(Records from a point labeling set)
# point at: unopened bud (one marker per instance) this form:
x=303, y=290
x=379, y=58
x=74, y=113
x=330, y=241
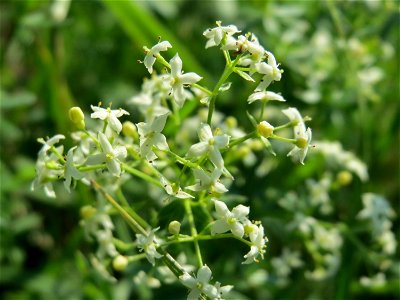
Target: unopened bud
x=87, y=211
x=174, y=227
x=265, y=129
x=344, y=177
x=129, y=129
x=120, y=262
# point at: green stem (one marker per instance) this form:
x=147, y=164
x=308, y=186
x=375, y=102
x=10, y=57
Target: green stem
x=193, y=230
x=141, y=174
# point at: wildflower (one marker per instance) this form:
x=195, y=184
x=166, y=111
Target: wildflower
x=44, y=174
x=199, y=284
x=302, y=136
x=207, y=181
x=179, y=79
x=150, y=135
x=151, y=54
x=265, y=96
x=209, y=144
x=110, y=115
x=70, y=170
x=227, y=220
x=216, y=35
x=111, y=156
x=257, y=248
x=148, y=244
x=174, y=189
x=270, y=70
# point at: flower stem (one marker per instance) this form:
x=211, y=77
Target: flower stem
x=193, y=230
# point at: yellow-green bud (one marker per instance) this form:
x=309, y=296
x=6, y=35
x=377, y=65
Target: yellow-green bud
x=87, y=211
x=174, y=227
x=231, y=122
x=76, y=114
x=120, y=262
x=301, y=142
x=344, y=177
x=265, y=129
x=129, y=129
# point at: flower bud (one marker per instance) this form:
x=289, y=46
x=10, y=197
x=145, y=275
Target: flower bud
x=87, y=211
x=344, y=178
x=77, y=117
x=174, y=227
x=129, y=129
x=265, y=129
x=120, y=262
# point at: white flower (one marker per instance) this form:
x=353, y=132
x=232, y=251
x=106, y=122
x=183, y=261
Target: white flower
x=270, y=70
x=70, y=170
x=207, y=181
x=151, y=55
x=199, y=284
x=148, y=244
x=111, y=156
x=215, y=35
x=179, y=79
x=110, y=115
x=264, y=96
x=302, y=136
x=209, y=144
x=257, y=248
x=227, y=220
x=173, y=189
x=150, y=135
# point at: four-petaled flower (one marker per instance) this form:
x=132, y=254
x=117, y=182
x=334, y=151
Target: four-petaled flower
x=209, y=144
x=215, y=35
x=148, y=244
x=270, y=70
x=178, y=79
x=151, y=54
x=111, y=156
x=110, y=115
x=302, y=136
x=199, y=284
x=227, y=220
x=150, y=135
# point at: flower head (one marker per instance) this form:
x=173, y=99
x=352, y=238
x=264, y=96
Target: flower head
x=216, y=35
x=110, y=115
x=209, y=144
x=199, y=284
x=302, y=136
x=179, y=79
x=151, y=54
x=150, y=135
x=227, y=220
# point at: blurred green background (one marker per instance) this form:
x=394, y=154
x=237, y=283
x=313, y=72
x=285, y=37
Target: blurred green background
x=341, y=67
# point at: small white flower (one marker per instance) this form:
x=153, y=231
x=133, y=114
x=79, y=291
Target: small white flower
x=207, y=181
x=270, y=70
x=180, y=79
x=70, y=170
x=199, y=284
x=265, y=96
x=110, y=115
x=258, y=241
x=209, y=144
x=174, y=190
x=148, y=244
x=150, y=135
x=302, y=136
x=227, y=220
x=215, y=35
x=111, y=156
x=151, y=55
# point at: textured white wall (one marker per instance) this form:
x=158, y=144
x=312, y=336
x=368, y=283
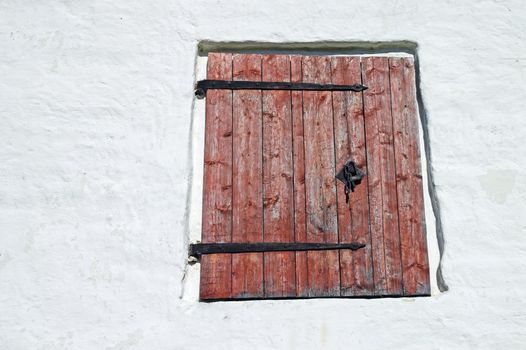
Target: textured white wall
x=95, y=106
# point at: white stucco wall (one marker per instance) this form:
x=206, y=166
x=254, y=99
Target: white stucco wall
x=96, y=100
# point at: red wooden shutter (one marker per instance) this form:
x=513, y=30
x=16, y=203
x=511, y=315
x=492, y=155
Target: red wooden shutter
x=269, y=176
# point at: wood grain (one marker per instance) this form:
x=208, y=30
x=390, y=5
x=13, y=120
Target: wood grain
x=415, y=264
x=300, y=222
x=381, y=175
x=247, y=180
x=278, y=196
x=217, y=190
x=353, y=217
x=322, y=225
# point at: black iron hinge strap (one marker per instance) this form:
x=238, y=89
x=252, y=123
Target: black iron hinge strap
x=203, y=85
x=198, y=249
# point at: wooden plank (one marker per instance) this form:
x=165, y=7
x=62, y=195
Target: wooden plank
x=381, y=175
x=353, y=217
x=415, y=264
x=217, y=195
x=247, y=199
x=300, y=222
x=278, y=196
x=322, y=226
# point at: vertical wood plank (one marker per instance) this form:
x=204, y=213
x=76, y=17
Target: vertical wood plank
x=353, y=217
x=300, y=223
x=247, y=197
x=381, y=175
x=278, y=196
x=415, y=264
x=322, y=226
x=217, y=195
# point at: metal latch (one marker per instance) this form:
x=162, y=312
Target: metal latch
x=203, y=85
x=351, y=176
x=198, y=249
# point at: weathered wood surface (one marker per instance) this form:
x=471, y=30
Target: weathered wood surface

#### The task
Reproduce only those lines of the entries above that run from the line with "# point at: black" to the final line.

#### Answer for the task
# point at: black iron hinge strap (one marker per instance) this form:
x=238, y=89
x=252, y=123
Target: black iron hinge strap
x=203, y=85
x=198, y=249
# point at: wooden plank (one marker per instance) this form:
x=165, y=7
x=62, y=195
Target: wooden plank
x=381, y=175
x=353, y=217
x=415, y=264
x=217, y=195
x=247, y=199
x=300, y=222
x=278, y=196
x=322, y=226
# point at: vertical wood plank (one marker per instance) this form:
x=204, y=213
x=76, y=17
Target: vertical wood plank
x=353, y=217
x=300, y=223
x=247, y=197
x=381, y=175
x=278, y=196
x=415, y=264
x=322, y=226
x=217, y=195
# point at: metal latch (one marker per instance) this form:
x=162, y=312
Target: metal latch
x=203, y=85
x=351, y=176
x=198, y=249
# point at: weathered wood surface (one marker per instance) this form:
x=471, y=30
Target: weathered wood surface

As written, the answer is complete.